Reading passage -
* * *

2.3. Model Evaluation

The performance of the TLDDM was assessed using a comprehensive set of evaluation metrics, including precision (P), recall (R), average precision (AP), F1 score (F1), frames per second (FPS), parameter count, floating-point operations per second (FLOPs), and model size. FLOPs and parameter count are used to measure serve as indicators of the model’s complexity and size, respectively. Precision (P) represents the ratio of true positive samples among all positive samples relative to all samples predicted as positive by the detector. Recall (R) indicates the proportion of true positive samples correctly predicted by the detector out of all actual positive samples.

However, relying solely on P and R may not provide a comprehensive evaluation of detection accuracy. Therefore, additional metrics, AP and F1, were introduced. AP represents the average precision achieved during the detection process [41], while F1 is the harmonic mean of precision and recall, offering a balanced assessment of detection performance. Higher AP and F1 values indicate the improved detection accuracy. Moreover, average detection time comprising preprocessing time, inference time, and non-maximum suppression (NMS) time, was measured. Equations (9)–(12) can be used to calculate P, R, F1, and AP.

P = \frac{T P}{T P + F P}

(9)

R = \frac{T P}{T P + F N}

(10)

F 1 = \frac{2 P R}{P + R}

(11)

AP = \int_{0}^{1} P (R) d R

(12)

In these equations,

T P

represents the number of positive samples correctly predicted as positive,

F N

corresponds to the number of positive samples incorrectly classified as negative, and

F P

indicates the number of negative samples mistakenly classified as positive. Intersection over Union (IoU) measures the overlap ratio between the predicted bounding box and the ground truth bounding box. Typically, an IoU threshold of 0.5 is used. When the IoU exceeds 0.5, the sample is classified as a true positive. Conversely, if the IoU is below 0.5, the sample is considered a false positive.

3. Results

3.1. Experimental Configuration

All training and evaluation procedures in this study were conducted under consistent parameter settings. The computer system operated on Windows 11, equipped with an Intel Core i5-9300H processor (2.40 GHz), 16 GB of RAM, and a 4 GB NVIDIA GeForce GTX 1650 GPU. GPU acceleration was enabled using CUDA 11.8.0 and CUDNN 8.9.1.

During model training, SGD was selected as the optimizer, with an input image size of 640 pixels. The YOLOv8 model was implemented using the PyTorch 2.0 deep learning framework. The parameter settings are detailed in Table 2.

3.2. Ablation Experiment

To assess the efficacy of each enhanced module, we performed an ablation study using the original YOLOv5 architecture. Detailed results are presented in Table 3.

* * *

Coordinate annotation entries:
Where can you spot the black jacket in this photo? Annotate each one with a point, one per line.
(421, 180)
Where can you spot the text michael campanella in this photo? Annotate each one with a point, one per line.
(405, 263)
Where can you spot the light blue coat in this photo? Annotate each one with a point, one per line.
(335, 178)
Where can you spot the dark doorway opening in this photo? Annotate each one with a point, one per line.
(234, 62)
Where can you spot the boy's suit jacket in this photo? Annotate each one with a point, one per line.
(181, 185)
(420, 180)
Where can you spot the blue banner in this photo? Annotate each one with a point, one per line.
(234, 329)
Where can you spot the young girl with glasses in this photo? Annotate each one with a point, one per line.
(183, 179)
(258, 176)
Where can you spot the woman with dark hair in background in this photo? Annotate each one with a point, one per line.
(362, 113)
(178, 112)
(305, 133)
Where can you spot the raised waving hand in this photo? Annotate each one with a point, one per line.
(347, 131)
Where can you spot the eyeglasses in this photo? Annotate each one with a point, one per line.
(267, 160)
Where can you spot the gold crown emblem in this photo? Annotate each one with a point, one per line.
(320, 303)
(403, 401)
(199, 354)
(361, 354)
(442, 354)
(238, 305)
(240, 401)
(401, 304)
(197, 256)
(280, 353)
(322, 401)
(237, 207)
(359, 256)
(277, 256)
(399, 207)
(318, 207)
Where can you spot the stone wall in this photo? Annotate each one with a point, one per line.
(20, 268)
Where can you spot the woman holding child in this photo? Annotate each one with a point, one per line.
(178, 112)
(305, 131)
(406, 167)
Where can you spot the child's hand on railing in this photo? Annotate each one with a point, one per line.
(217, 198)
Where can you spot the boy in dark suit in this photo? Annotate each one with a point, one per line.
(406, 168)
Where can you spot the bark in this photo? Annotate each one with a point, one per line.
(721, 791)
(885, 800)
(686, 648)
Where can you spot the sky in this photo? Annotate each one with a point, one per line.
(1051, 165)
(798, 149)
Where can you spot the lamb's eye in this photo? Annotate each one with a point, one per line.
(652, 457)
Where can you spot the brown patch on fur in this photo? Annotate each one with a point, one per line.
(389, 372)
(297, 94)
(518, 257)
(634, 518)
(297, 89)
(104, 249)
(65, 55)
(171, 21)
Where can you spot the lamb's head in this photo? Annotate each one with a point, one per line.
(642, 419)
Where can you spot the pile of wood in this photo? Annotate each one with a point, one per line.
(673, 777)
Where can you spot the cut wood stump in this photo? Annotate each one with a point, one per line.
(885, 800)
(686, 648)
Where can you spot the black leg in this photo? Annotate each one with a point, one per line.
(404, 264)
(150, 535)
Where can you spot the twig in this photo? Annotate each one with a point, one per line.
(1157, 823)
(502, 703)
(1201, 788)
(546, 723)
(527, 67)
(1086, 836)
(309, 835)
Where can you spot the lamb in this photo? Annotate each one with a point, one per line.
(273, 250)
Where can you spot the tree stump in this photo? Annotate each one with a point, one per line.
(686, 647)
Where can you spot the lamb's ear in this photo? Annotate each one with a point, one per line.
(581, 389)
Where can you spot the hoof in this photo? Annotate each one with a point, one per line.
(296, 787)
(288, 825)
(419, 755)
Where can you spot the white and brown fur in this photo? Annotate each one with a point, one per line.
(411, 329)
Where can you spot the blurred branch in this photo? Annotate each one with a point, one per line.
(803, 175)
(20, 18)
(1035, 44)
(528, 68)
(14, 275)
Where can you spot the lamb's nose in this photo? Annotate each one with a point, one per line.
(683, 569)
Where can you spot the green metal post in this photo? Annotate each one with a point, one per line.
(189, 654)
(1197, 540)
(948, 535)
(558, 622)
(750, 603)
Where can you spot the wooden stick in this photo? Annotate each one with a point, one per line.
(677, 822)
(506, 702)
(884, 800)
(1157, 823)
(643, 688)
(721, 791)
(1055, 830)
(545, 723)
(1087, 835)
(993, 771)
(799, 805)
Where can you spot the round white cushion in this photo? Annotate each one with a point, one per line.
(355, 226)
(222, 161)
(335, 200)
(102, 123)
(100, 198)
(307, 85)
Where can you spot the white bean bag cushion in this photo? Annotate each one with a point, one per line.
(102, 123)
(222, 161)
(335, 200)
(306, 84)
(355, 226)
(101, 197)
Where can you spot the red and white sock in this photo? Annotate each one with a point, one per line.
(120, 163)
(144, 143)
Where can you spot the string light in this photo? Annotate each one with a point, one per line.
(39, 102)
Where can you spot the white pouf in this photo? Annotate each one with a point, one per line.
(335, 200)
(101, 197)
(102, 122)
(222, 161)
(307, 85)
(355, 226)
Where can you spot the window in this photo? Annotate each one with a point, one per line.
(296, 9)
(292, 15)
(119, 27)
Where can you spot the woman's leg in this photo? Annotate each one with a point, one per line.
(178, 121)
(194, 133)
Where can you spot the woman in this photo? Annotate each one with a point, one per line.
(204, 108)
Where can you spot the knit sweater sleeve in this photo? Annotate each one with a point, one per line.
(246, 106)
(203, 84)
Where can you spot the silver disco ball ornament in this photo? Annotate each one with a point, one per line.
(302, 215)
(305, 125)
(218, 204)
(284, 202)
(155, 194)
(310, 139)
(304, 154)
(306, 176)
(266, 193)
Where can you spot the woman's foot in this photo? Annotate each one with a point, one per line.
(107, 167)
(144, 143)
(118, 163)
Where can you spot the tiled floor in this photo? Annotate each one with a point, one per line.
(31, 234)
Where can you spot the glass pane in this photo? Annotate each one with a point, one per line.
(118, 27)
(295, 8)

* * *

Written problem A - Echo back, word for word, the lines of the listing from the line containing "Where can you spot the glass" through the end of the listing.
Written problem B - Pick up the passage on evaluating the detection model where it stops, and keep writing it.

Task response A -
Where can you spot the glass pane in this photo? Annotate each one with a point, one per line.
(118, 27)
(295, 8)

Task response B -
The original YOLOv8 model achieved an average precision (AP) of 97.9%. Building upon this baseline, Model1, which incorporated the C2f-Faster-EMA module, improved the AP to 98.0%. This improvement was achieved while reducing the model’s parameter count and complexity, thereby enhancing its image feature extraction capabilities. Subsequently, Model2 integrating the DAttention module, achieved a slight AP increase to 98.1%. The DAttention module addition enhanced the model’s adaptability to spatial transformations and irregular data structures. Model3 introduced the Slimneck structure, reducing the model’s size but leading to a slight decrease in accuracy, reflecting Slimneck’s focus on balancing speed optimization with performance. The TLDDM model, integrating the Faster-EMA, DAttention, and EfficientPHead modules, achieved an AP comparable to YOLOv8, with an FPS of 98.2, and a reduced model size to 4.3 MB. These results demonstrate that the integrated improvement strategy effectively maintains detection performance while significantly reducing the model’s size and enhancing processing speed.

Overall, these improvements and integrations highlight the potential to maintain a high AP while increasing FPS and reducing model size. The TLDDM model excels by achieving an optimal trade-off between performance, speed, and size, showcasing its potential for practical real-world applications.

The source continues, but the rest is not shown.